> DATA RECORDS:
============================================================
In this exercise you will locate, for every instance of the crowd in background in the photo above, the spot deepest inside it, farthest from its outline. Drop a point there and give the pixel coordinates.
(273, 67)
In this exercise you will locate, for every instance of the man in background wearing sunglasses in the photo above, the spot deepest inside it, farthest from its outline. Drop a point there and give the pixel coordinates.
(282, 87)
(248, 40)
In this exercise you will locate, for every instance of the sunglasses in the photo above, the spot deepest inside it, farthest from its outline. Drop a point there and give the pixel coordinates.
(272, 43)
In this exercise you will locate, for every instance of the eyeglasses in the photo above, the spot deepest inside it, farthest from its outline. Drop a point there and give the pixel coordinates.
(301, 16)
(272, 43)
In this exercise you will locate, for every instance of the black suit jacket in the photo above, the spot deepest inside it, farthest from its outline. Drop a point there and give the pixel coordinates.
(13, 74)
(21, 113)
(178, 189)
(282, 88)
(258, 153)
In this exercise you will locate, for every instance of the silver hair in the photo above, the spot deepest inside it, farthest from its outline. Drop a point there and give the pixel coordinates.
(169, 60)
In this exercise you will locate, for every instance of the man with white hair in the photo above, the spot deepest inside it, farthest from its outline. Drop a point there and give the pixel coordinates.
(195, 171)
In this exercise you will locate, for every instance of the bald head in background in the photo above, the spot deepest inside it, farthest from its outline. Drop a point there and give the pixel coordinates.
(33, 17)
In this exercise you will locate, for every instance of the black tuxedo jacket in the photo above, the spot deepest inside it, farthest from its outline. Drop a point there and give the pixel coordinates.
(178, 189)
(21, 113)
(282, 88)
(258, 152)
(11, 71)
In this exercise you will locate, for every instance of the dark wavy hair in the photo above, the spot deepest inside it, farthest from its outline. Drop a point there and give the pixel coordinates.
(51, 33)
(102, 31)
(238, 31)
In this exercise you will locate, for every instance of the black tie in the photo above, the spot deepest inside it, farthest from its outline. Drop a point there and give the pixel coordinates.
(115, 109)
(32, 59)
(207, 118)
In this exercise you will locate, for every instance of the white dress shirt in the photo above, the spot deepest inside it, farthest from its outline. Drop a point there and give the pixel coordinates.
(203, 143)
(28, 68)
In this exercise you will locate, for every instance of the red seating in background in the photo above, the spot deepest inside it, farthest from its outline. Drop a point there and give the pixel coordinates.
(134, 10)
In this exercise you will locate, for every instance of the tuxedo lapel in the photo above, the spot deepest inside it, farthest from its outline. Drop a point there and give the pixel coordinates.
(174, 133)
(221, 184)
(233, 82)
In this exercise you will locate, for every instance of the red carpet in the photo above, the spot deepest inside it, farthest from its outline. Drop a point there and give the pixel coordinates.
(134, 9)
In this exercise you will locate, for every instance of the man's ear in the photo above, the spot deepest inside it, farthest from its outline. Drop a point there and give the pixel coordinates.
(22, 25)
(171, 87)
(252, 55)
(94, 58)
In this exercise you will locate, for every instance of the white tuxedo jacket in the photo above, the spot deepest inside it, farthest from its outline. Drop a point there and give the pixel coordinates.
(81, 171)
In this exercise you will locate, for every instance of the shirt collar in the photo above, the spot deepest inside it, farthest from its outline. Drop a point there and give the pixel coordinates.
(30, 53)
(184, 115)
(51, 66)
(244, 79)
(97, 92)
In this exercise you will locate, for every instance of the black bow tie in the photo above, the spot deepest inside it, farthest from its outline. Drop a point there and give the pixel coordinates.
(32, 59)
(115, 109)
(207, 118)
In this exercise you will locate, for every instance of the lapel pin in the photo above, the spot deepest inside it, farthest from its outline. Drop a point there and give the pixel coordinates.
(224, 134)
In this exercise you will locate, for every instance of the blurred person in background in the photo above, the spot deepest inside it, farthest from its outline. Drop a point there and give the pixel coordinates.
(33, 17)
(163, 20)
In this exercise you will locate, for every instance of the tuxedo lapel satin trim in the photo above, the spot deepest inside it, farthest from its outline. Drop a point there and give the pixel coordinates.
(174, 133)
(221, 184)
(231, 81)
============================================================
> SHORT TASK: Reproduce every row above word for word, with no changes.

> SOLUTION TO THIS TASK:
In this exercise you will locate, for every instance of the crowd in background in the photo above, the spot deepest inside it, farthest from its outline. Drop a point there and give the pixel coordinates.
(273, 67)
In this exercise you will locate, for every instance of the man in background wearing sunglasses in the photo above, the spot deepest inside it, farthest from its outline. Drop a point there and give the pixel coordinates.
(282, 87)
(248, 40)
In this exercise you will locate, for every instance of the sunglasses in the photo above, the spot deepest inside it, farthest from its outline. Drop a point there and give the pixel coordinates.
(272, 43)
In this exercise you will locate, for every instance of the eyeglasses in the photo above, the spot deepest inside it, farthest from its outline. Drop a point there and give the pixel coordinates.
(301, 16)
(272, 43)
In this exercise you will locate, for every instance of the black suit jacket in the photo above, the spot deepest inside it, farthest from its outline. Drop a point there and give the pixel coordinates.
(13, 74)
(21, 113)
(178, 189)
(282, 88)
(258, 153)
In this exercise you will locate, for every instance of the silver hair in the photo above, the spot deepest inside it, farthest from its outline. Drop a point there and give the pixel coordinates.
(169, 60)
In this exercise you will locate, for every instance of the man with white hair in the photo above, the spot deepest inside it, farthest from its outline. Drop a point there and give the pixel coordinates.
(195, 171)
In this exercise you will locate, for every instance of the bald head in background in the photo above, the spot deepest inside it, farthest from its outline. Drop a point there and give the pixel coordinates.
(33, 17)
In this exercise you will locate, for every instance of the black tuxedo jacket in the photo above, the spot deepest inside it, farthest from its outline. Drop a point there and give the pixel coordinates.
(178, 189)
(21, 113)
(282, 88)
(258, 152)
(11, 71)
In this exercise you will locate, for every instance of the dark wavy hair in the photo above, the spot deepest inside it, farthest from its outline. Drop a point there and give the pixel coordinates.
(51, 33)
(102, 31)
(238, 31)
In this exercise you will locate, for every instance of the black tie in the photo above, the spot deepest inside it, farthest from its outline. Drop a point there and give the pixel coordinates.
(115, 109)
(32, 59)
(207, 118)
In this exercise you will locate, for every instance of the white dress shirt in the photo above, the spot deepest inside it, farthest from its outline. Drop a point there and give the pixel coordinates.
(203, 143)
(28, 68)
In this exercise you will locate, for every instance of the red seating in background in the photo above, the spot deepest inside it, farthest from its outline. Drop a point there and give the pixel coordinates.
(134, 10)
In this exercise you will locate, for every instance of the tuxedo lapel in the photo above, the spot deepest inside it, farthest from its outline. Drop a point there and give the pixel coordinates.
(174, 133)
(221, 184)
(233, 82)
In this exercise you will locate, for every instance of the red carpet in the photo above, the spot deepest inside it, farthest from its outline. Drop a point there and give the pixel coordinates.
(134, 9)
In this exercise you will locate, for every instance of the man's ear in the photo above, the spot deepest inside it, farthest from its outline. Drop a point there and give the pixel coordinates.
(22, 25)
(171, 87)
(252, 55)
(94, 58)
In this exercise you will locate, for every instance of the white tuxedo jacket in the photo above, the spot deepest inside it, farthest from its outline. Drop a point there and give the pixel coordinates.
(81, 171)
In this exercise you will locate, for every instance of the shirt collar in the photo above, the spot deepest inside it, farthest from its outline. Drop a point there and give the pixel coordinates.
(30, 53)
(184, 115)
(51, 66)
(244, 79)
(97, 92)
In this exercise you will locate, for every instance of the black bow tie in the photo above, the spot deepest inside it, farthest from its outline. Drop a point there and give the pixel coordinates.
(32, 59)
(115, 109)
(207, 118)
In this exercise you will locate, for every instance of the lapel pin in the photo above, the spot deepest inside it, farthest from its outline. Drop a point there and give the pixel coordinates.
(224, 134)
In this exercise you will locate, for every instance of the blurred person in background in the photo above, the spot deepest inside it, farthest from its outline. Drop a point there and give the pixel coordinates.
(33, 17)
(163, 20)
In this exercise you will locate, for every instance of the tuxedo lapel satin trim in the photo above, the spot deepest inside it, farthest from its outline. Drop a point there and give the pixel coordinates.
(174, 133)
(221, 184)
(231, 81)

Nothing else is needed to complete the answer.